TASK = Copy every line of the records below word for word, omitting the pictures.

■ ■ ■ ■ ■ ■ ■

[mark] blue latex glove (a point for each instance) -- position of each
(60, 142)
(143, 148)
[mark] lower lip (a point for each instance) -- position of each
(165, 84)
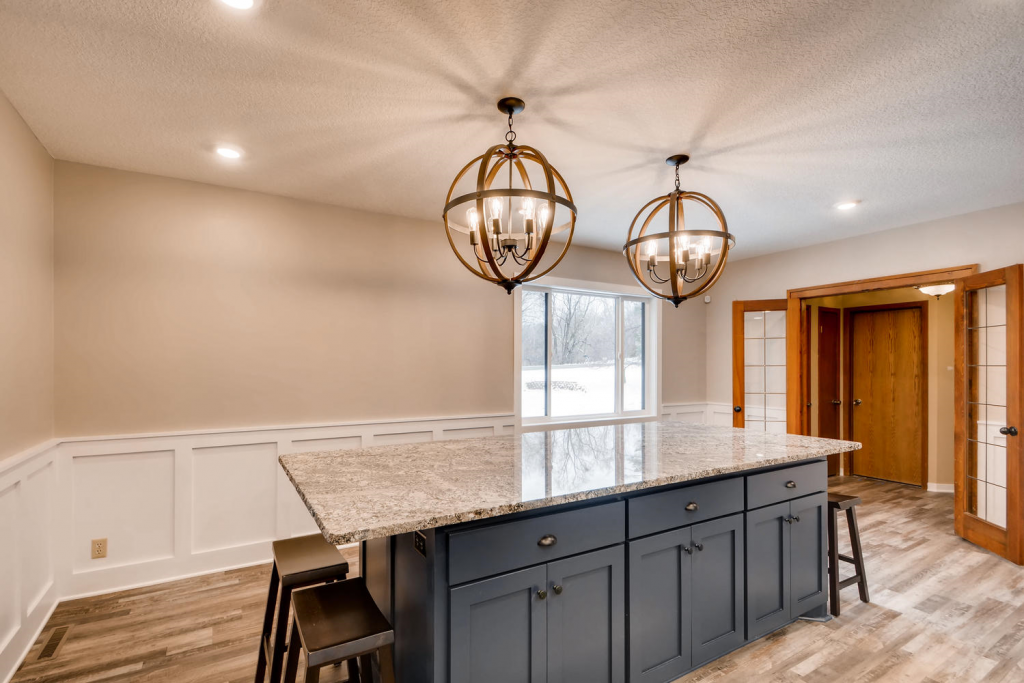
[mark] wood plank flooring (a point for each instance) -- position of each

■ ■ ■ ■ ■ ■ ■

EXERCISE RESULT =
[mark] blue latex glove (a point for each instance) -- position of each
(60, 142)
(143, 148)
[mark] lower lip (a point for each instance) -- position of each
(165, 84)
[mark] wood plank flooring (a point for each instance) -- position of each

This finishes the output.